----- RECORDS FOR THIS EXERCISE
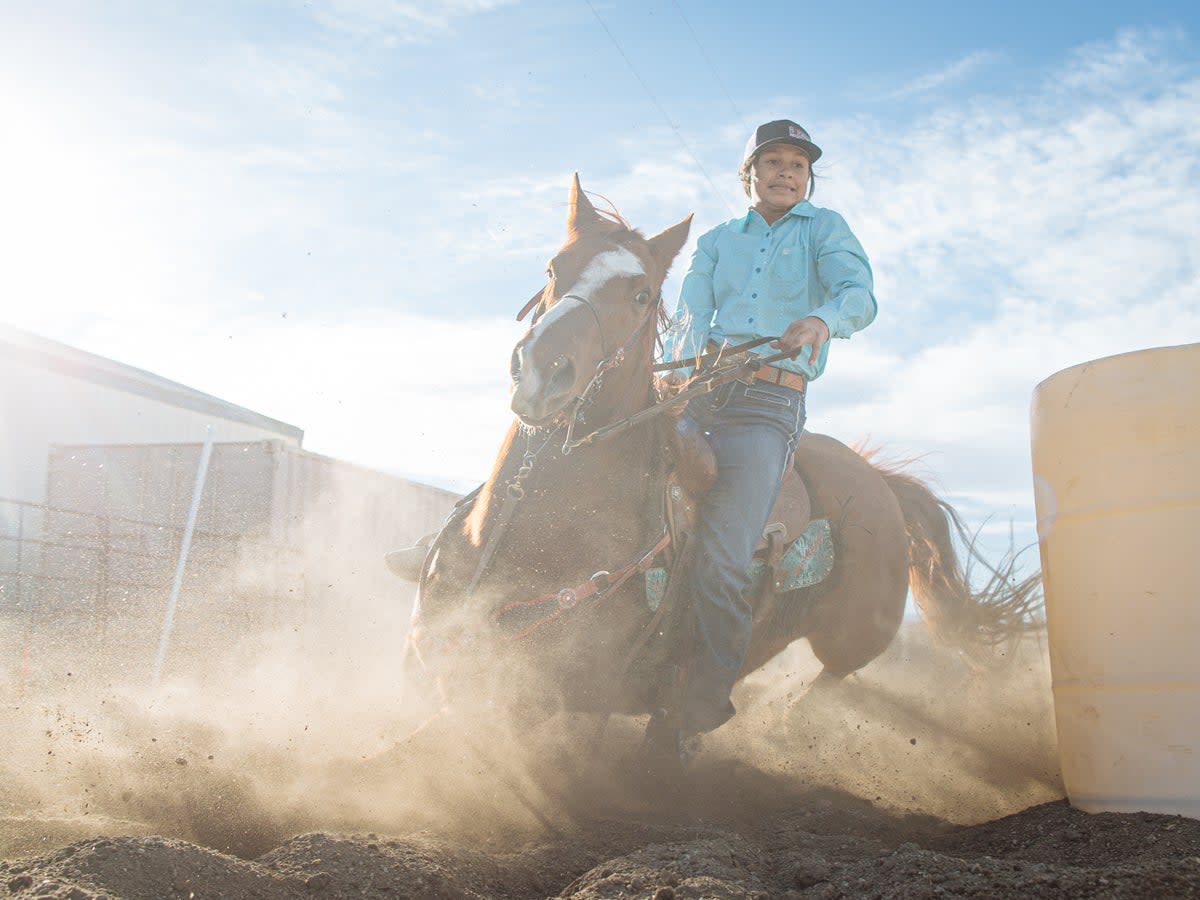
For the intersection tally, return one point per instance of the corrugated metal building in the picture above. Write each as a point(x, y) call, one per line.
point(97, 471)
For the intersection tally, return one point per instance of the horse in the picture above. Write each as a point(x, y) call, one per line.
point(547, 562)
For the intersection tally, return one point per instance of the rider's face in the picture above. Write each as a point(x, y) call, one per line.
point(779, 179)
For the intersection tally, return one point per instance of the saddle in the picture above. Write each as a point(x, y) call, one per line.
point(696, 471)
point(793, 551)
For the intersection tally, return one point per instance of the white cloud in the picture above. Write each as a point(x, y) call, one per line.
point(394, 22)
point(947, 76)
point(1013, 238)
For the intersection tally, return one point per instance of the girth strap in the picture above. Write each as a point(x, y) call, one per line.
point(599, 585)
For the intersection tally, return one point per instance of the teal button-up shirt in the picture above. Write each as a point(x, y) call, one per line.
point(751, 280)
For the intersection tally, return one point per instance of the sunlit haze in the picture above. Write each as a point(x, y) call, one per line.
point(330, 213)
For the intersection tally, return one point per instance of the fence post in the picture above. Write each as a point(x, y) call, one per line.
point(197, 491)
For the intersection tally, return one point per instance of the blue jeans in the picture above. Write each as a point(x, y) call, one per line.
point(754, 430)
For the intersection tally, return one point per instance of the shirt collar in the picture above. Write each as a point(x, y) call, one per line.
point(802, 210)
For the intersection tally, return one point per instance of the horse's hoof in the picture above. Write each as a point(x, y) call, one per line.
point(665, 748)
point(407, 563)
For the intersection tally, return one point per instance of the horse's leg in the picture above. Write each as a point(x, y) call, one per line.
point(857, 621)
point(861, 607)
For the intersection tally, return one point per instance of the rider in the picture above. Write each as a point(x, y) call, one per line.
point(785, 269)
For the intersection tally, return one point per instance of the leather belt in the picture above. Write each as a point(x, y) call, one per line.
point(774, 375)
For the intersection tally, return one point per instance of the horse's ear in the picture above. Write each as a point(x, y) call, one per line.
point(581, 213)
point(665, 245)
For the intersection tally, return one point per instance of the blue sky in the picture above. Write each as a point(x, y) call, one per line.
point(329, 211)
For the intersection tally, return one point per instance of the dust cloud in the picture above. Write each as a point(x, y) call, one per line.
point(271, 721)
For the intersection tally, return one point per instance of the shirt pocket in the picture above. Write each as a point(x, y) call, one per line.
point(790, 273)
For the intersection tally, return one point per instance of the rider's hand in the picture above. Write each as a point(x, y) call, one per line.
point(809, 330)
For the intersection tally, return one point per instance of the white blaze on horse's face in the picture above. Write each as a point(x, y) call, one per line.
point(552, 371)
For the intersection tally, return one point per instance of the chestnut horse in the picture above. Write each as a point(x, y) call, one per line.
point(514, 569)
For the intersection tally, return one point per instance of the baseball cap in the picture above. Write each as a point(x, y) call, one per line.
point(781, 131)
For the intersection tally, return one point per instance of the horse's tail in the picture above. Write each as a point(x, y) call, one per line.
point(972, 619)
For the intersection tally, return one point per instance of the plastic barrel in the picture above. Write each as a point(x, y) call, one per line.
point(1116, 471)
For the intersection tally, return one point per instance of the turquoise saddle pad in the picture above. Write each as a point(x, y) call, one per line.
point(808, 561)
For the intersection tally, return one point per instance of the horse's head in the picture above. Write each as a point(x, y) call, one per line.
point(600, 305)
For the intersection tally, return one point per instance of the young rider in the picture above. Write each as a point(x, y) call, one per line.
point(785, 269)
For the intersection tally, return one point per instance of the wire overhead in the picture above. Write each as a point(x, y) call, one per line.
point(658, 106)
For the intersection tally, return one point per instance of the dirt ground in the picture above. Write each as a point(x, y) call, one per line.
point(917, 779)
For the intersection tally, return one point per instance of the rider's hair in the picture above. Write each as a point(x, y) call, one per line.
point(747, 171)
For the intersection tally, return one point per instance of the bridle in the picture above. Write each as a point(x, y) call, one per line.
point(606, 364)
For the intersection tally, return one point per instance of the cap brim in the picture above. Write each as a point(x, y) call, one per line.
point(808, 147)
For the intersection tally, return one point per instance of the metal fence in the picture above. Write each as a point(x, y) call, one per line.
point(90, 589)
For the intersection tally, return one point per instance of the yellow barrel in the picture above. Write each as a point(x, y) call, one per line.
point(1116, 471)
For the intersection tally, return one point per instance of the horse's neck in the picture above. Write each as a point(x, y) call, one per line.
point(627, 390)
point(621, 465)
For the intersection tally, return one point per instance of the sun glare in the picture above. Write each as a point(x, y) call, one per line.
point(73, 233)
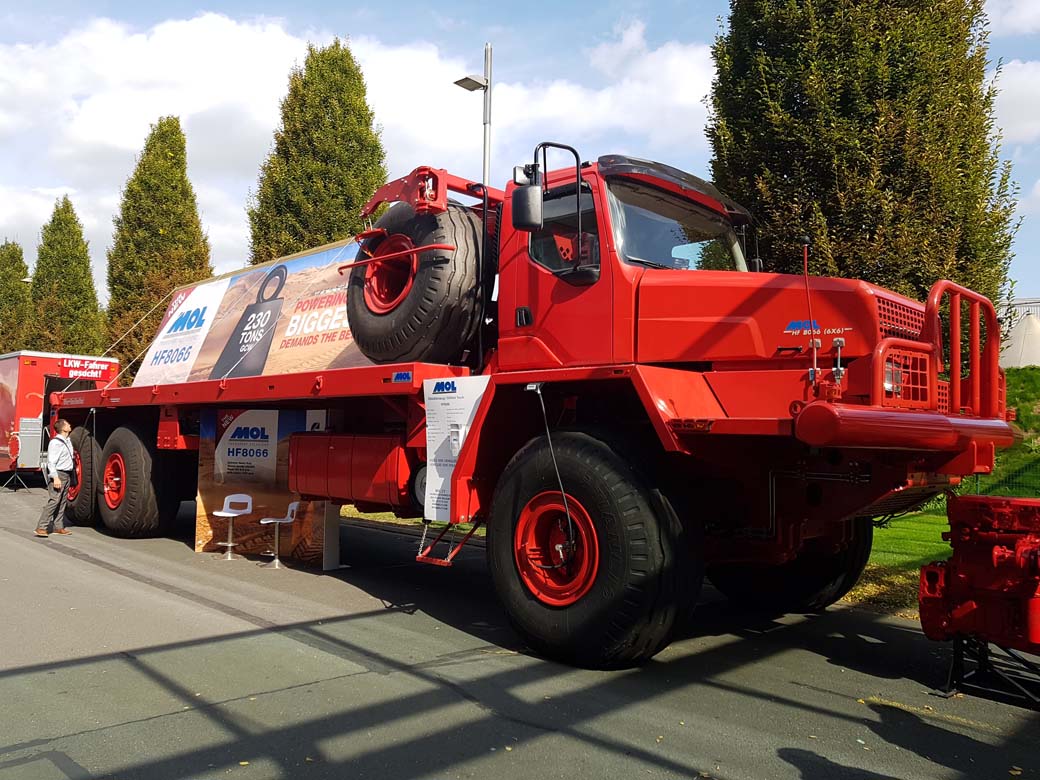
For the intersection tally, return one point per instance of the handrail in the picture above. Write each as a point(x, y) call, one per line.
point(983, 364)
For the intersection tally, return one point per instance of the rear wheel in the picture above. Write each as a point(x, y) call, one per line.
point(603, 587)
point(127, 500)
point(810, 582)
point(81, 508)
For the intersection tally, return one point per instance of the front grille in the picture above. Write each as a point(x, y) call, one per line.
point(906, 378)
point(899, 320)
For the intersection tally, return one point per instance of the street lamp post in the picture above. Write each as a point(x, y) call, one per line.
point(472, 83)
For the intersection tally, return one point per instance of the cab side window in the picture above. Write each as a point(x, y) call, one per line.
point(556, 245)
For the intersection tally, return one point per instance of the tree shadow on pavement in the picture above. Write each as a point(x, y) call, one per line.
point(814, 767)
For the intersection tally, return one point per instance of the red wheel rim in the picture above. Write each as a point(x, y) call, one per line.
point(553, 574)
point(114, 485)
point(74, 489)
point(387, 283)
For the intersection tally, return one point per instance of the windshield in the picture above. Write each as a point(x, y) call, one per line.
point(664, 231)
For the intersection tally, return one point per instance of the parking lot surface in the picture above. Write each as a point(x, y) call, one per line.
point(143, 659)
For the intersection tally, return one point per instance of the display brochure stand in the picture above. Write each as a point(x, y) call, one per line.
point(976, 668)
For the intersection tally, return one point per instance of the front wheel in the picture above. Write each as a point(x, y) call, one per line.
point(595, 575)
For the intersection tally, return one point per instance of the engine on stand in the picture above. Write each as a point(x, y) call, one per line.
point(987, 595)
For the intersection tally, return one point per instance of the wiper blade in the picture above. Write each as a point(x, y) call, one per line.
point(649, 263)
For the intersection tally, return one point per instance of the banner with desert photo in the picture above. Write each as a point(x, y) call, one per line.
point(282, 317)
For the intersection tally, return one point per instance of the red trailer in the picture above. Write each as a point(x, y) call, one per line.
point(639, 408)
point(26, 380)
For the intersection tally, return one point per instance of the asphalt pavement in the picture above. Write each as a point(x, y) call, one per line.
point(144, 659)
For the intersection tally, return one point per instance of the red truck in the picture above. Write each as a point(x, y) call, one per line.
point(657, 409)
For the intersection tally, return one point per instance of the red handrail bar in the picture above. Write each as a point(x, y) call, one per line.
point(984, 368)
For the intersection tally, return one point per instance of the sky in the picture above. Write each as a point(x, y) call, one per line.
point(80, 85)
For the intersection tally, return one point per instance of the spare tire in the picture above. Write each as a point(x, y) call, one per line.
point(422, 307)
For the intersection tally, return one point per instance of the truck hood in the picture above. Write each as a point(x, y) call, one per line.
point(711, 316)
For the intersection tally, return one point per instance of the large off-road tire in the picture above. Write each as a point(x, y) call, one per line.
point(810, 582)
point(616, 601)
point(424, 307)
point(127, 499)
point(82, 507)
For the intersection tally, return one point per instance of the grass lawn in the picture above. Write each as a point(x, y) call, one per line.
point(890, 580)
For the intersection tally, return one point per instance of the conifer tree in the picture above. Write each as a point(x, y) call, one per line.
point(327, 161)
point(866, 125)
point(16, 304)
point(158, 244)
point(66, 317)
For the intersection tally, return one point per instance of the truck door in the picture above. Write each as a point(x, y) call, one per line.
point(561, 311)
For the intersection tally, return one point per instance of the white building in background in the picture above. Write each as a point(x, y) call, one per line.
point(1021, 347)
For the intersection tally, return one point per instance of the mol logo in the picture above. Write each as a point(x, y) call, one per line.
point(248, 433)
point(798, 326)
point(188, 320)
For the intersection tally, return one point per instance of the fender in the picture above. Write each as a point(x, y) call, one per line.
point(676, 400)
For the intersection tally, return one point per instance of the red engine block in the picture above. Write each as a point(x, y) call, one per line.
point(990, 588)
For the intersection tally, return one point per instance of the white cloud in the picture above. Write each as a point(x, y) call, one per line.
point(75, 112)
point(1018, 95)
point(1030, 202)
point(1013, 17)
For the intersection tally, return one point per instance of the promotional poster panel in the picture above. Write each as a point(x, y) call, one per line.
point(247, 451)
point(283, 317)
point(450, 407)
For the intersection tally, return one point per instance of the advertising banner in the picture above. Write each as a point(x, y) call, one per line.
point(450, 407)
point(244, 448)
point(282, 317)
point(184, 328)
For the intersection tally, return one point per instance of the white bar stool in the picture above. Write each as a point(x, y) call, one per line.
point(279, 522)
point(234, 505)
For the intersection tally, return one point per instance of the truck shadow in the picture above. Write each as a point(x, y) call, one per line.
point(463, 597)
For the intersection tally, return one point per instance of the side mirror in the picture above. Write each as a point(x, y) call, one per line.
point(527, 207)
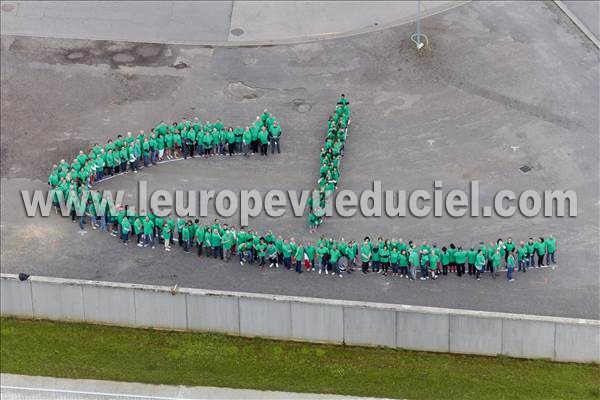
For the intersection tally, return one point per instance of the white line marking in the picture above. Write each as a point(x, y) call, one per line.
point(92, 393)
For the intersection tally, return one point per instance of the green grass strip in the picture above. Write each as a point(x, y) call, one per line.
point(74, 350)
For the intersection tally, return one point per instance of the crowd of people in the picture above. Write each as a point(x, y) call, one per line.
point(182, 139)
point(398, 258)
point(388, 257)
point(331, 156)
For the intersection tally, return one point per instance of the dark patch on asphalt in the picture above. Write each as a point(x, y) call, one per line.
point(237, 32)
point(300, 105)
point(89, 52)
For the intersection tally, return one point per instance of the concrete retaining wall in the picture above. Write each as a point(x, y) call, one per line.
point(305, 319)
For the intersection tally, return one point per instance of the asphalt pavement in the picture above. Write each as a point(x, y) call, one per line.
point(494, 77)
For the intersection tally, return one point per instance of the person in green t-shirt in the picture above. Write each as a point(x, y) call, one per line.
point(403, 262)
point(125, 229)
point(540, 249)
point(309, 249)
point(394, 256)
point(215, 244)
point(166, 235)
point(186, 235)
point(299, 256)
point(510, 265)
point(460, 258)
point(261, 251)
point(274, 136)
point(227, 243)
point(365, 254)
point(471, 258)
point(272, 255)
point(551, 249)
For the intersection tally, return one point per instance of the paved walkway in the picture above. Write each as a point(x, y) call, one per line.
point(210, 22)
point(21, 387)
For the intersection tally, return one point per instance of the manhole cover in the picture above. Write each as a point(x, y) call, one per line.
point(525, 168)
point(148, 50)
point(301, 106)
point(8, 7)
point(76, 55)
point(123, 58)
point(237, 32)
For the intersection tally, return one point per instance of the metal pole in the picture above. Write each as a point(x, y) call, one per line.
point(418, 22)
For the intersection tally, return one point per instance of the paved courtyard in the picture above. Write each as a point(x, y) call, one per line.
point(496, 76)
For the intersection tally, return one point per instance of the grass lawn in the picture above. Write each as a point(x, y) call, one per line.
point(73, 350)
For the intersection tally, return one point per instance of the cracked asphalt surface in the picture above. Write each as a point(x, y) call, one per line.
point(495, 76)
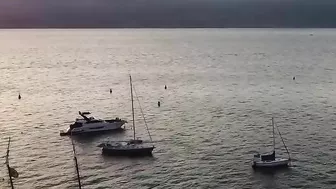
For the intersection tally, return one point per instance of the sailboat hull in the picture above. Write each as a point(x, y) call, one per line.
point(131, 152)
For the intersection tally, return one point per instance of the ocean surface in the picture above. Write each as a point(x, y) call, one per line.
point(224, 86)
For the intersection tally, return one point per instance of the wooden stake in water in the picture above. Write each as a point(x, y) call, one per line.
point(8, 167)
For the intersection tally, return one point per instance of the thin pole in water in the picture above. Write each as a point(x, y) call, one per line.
----------
EXERCISE PROMPT -
Retype word for word the span of lines above that begins with the line containing "of the cracked" and ends with the last line of the records; skip all pictures.

TASK RESULT -
For the intersection tally, return one point per instance of the cracked asphalt surface in the picture above. Write each as a point(x, y) call, one per line.
point(495, 76)
For the intersection tally, return one point per instance of the sailboat hull in the picture above. Write each as a point(x, y) call, one per line.
point(131, 152)
For the intersection tally, return one point per instance of the ocean surface in the picture above. Write each as a point(x, y) call, one per line.
point(224, 86)
For the intersection tally, return one point per instance of the wooden stake in water in the picture above. Write each as a point(x, y) call, one per line.
point(8, 167)
For the intersection tally, return one point per instance of the thin pole in water in the picture above. Write each as a point(x, y) call, one per line.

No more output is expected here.